Copy down each line of the records below word for word, leaving out the pictures.

* BEGIN RECORDS PROVIDED *

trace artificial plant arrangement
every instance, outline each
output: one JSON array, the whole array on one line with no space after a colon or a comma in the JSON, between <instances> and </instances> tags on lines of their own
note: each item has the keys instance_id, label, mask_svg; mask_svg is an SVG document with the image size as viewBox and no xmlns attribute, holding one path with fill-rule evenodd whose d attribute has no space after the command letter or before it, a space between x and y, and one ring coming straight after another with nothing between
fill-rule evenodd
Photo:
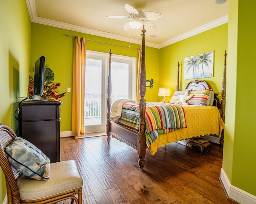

* END RECORDS PROVIDED *

FULL RESPONSE:
trace artificial plant arrangement
every instance, outline each
output: one JSON array, the whole array on one line with no space after a colon or a comma in the JSON, between <instances> and </instances> tags on lines of their own
note: each item has the keys instance_id, label, mask_svg; mask_svg is an SVG document with the image size as viewBox and no xmlns attribute, holding one path with fill-rule evenodd whose d attribute has no space after the command letter or before it, a space between x and y, and one ring coming straight after another with nothing between
fill-rule evenodd
Photo:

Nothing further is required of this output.